▶ _Saved entries_

⟨

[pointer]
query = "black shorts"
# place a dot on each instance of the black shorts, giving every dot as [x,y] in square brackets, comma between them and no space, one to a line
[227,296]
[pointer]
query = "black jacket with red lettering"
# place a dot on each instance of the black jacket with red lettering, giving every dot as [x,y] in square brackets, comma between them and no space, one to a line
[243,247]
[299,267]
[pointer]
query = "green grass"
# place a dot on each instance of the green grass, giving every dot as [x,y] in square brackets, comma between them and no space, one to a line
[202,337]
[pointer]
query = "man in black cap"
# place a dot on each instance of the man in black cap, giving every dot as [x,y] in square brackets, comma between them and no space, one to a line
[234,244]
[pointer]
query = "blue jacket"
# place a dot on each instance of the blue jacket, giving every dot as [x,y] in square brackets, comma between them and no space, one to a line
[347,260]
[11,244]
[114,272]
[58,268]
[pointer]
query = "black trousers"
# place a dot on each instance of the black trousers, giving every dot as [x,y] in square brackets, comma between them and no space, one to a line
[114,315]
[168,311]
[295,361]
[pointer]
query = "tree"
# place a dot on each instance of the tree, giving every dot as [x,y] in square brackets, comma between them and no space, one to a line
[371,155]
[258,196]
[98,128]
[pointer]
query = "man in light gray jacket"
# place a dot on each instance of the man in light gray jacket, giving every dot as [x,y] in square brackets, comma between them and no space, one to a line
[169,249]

⟩

▶ _WHAT IS REQUIRED_
Output the entries verbatim.

▶ _TASK ANSWER_
[pointer]
query = "black shorts"
# place a dot on each instance of the black shorts, giving every dot as [x,y] in square brackets, comma between them and no space, one to a line
[227,296]
[pointer]
query = "black jacket with red lettering"
# place a dot on each instance of the black jacket with red lettering, giving every dot as [x,y] in square brackets, comma between them and no space, one to a line
[243,247]
[299,267]
[pointer]
query = "green grass"
# place a dot on each instance of the green grass, giving every dot as [x,y] in square brackets, comma between them and no space, one to a line
[202,337]
[pointer]
query = "man in black cap"
# place a dot on each instance of the man in black cap, giving every dot as [x,y] in square brackets, comma between them and no space, one to a line
[234,244]
[pointer]
query = "blue jacket"
# place a dot on each instance of the blue jacket, giving every dot as [x,y] in square brackets, comma between them and no space, one to a line
[347,260]
[11,244]
[114,272]
[58,268]
[pointer]
query = "black trousers"
# place a dot on each instance of the black trousers, giving every dot as [x,y] in square brackets, comma between them and no space, one to a line
[114,315]
[168,311]
[295,361]
[pointer]
query = "tree"
# place a dot on each instance of the tree, giving every dot as [x,y] in square brackets, comma between them and no space, one to a line
[371,155]
[258,196]
[98,128]
[pointer]
query = "man in light gray jacket"
# place a dot on each instance of the man in light gray jacket, giving every dot as [x,y] in square brackets, comma between them and no space, one to a line
[169,249]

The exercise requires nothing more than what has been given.